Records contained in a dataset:
· · · ·

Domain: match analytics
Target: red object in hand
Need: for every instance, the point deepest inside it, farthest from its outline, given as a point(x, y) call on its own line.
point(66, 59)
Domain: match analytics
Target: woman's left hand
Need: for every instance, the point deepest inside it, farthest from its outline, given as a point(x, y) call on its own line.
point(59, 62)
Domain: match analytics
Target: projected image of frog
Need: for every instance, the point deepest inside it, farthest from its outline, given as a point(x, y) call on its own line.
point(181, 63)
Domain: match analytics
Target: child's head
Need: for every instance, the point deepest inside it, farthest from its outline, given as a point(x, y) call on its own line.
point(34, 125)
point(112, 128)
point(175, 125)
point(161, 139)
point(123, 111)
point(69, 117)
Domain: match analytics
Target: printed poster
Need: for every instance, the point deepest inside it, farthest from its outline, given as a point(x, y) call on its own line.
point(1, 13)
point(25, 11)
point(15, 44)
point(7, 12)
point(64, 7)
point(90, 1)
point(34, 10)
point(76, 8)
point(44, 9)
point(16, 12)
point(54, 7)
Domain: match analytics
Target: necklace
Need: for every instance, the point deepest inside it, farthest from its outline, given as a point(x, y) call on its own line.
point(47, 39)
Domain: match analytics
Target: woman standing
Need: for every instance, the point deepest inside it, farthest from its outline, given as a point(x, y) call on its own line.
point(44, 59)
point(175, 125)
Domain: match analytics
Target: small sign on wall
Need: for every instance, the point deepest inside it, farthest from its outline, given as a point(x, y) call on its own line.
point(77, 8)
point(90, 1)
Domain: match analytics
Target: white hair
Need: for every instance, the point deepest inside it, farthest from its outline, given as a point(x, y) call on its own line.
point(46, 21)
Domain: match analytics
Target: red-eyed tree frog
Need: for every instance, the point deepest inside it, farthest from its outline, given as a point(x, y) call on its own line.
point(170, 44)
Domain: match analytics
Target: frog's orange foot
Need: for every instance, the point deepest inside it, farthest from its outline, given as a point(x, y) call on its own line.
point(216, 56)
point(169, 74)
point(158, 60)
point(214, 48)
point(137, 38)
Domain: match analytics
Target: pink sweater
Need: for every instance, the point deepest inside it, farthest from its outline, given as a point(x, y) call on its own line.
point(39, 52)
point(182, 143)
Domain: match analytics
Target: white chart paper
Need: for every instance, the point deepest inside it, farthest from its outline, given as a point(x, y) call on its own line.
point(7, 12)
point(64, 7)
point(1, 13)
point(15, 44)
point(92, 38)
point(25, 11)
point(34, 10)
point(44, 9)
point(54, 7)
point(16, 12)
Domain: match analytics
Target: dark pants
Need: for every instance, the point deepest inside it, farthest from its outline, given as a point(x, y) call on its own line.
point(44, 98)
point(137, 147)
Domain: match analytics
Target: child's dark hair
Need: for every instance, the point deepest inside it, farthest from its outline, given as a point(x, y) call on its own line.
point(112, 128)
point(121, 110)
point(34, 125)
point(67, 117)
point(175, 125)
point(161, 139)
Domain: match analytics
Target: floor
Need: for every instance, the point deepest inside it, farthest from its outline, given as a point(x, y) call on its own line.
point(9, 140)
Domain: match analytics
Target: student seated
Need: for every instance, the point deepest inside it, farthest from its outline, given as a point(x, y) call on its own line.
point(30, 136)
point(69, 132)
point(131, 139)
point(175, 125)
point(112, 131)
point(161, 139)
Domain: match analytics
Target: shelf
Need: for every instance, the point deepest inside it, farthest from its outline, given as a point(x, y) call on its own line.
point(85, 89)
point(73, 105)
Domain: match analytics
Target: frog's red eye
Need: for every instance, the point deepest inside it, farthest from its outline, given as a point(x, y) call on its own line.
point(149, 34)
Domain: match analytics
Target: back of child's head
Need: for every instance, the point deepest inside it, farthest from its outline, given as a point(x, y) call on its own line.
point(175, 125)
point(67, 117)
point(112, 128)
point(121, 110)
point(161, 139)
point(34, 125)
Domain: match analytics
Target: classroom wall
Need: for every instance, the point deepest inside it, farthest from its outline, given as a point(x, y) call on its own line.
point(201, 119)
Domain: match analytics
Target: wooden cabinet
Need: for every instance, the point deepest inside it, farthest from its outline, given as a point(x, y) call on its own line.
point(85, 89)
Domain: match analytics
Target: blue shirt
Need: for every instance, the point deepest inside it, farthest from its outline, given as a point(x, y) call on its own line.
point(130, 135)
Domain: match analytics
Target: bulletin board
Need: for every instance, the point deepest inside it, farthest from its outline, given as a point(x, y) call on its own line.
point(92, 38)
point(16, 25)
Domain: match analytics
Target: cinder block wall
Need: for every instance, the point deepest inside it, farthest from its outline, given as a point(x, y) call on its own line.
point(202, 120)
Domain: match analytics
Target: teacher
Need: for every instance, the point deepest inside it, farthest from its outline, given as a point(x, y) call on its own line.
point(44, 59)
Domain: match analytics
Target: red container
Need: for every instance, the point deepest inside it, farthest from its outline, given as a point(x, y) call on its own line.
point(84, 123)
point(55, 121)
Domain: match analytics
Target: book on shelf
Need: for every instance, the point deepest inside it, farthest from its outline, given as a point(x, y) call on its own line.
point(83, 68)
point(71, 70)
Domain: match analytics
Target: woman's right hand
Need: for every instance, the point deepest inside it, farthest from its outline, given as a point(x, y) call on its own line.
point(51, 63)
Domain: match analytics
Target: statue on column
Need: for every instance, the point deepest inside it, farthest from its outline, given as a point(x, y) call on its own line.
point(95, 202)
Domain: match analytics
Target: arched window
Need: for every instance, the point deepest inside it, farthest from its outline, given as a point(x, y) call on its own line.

· · · ·

> [EXERCISE OBJECTIVE]
Give back all of the data above without any alteration.

> [RESPONSE AREA]
Domain: match analytics
Target: red object in hand
Need: for every instance, the point deepest inside it, farthest from its outline, given as a point(x, y) call on its own line.
point(66, 59)
Domain: match analytics
Target: woman's left hand
Need: for every instance, the point deepest inside it, farthest from its outline, given as a point(x, y) call on its own line.
point(59, 62)
Domain: match analytics
Target: projected image of frog
Need: for every instance, the point deepest inside it, farthest from its outline, given as a point(x, y) call on its own line.
point(181, 63)
Domain: match analytics
Target: child's head
Need: for every instance, the point deepest inside it, farthest from its outline, given as a point(x, y) call on its own line.
point(34, 125)
point(112, 128)
point(175, 125)
point(161, 139)
point(123, 111)
point(69, 117)
Domain: match analytics
Target: printed poster
Need: for every instance, the point deepest inside it, farthest from its outline, given as a point(x, y) call on its own line.
point(1, 13)
point(25, 11)
point(15, 44)
point(7, 12)
point(64, 7)
point(90, 1)
point(34, 10)
point(76, 8)
point(44, 9)
point(16, 12)
point(54, 7)
Domain: match analytics
Target: necklace
Need: for every instance, the point deepest inside it, farthest from its outline, given as a point(x, y) call on its own line.
point(47, 39)
Domain: match analytics
Target: woman standing
Need: for every instance, the point deepest inside it, farthest from its outline, given as a point(x, y) call on its own line.
point(44, 59)
point(175, 125)
Domain: match analytics
Target: small sign on wall
Need: for every instance, the point deepest inside it, farthest from its outline, given as a point(x, y) call on its own line.
point(77, 8)
point(90, 1)
Domain: match analytics
Target: white hair
Need: for every instance, the point deepest inside it, farthest from its outline, given as a point(x, y) call on its own line.
point(46, 21)
Domain: match analytics
Target: red-eyed tree frog
Need: for every instance, the point deepest inside it, farthest from its outline, given as a point(x, y) call on its own line.
point(170, 44)
Domain: match analytics
Target: frog's orange foot
Need: for every instance, the point deepest inside it, farthest from its outline, given as a point(x, y) call on its own line.
point(216, 56)
point(169, 74)
point(158, 60)
point(214, 48)
point(137, 38)
Domain: match analytics
Target: pink sweater
Need: for every instance, the point deepest inside it, farthest from its outline, given as a point(x, y) call on its own line.
point(39, 52)
point(182, 143)
Domain: match analytics
Target: white chart paper
Need: for every instance, the point deepest inside it, farthest from its outline, given as a point(x, y) call on its own line.
point(7, 12)
point(64, 7)
point(1, 13)
point(15, 44)
point(92, 38)
point(25, 11)
point(34, 10)
point(44, 9)
point(54, 7)
point(16, 12)
Domain: match analytics
Target: dark pants
Need: for every instance, the point deepest inside it, farthest from its outline, given as a point(x, y) call on its own line.
point(44, 98)
point(137, 147)
Domain: match analytics
Target: child's dark hair
Need: for every instance, the point deepest inside it, farthest from its outline, given as a point(x, y) call on its own line.
point(112, 128)
point(121, 110)
point(34, 125)
point(67, 117)
point(175, 125)
point(161, 139)
Domain: match analytics
Target: floor
Need: for every instance, the point deepest inside it, farthest from its outline, given as a point(x, y) call on its own line.
point(9, 140)
Domain: match analytics
Target: student seated
Need: for every instance, the point deepest inside it, farthest from its outline, given as a point(x, y) call on its own line.
point(30, 136)
point(69, 132)
point(131, 139)
point(175, 125)
point(112, 131)
point(161, 139)
Domain: match analytics
Target: shelf
Need: for every instance, the point deepest inside it, farthest from its outline, given as a point(x, y) call on its own line.
point(85, 89)
point(73, 105)
Domain: match analytics
Target: frog's red eye
Need: for every instance, the point deepest inside it, farthest from its outline, given as a point(x, y) call on its own line.
point(149, 34)
Domain: match analytics
Target: back of child's head
Need: for every instance, the point deepest inside it, farthest from its outline, given as a point(x, y) call on its own line.
point(175, 125)
point(67, 117)
point(112, 128)
point(121, 110)
point(161, 139)
point(34, 125)
Domain: match analytics
Target: classroom wall
Need: for every instance, the point deepest inside it, farthest from its outline, given as a point(x, y) call on its own line.
point(201, 119)
Domain: match analytics
Target: wooden cabinet
Need: for every instance, the point deepest inside it, farthest from its outline, given as a point(x, y) call on its own line.
point(85, 89)
Domain: match analytics
Target: blue shirt
Need: for every instance, the point deepest inside it, farthest from its outline, given as a point(x, y) call on its own line.
point(130, 135)
Domain: match analytics
Target: bulletin board
Need: for every instance, the point deepest inside it, farthest from its outline, given as a point(x, y) call on its own line.
point(92, 38)
point(16, 25)
Domain: match analytics
Target: cinder block wall
Need: for every instance, the point deepest inside it, farthest from its outline, given as a point(x, y) call on its own line.
point(202, 120)
Domain: match analytics
Target: teacher
Need: for every instance, the point deepest inside it, farthest from its outline, given as a point(x, y) call on its own line.
point(44, 59)
Domain: match analytics
Target: red container
Need: for every instance, the point deepest inside it, farthest from its outline, given as a point(x, y) call on its own line.
point(84, 123)
point(55, 121)
Domain: match analytics
Target: book on shelf
Need: for every instance, the point deepest inside it, farthest from its outline, given as a point(x, y) call on its own line.
point(83, 68)
point(71, 70)
Domain: match analytics
Target: woman's right hand
Need: for every instance, the point deepest inside it, farthest from its outline, given as a point(x, y) call on its own line.
point(51, 63)
Domain: match analytics
Target: statue on column
Need: for every instance, the point deepest inside it, farthest from its outline, given as a point(x, y) call on its own line.
point(95, 202)
Domain: match analytics
Target: arched window
Need: for every instance, the point deepest inside it, farthest from its outline, given as a point(x, y) call on its own line.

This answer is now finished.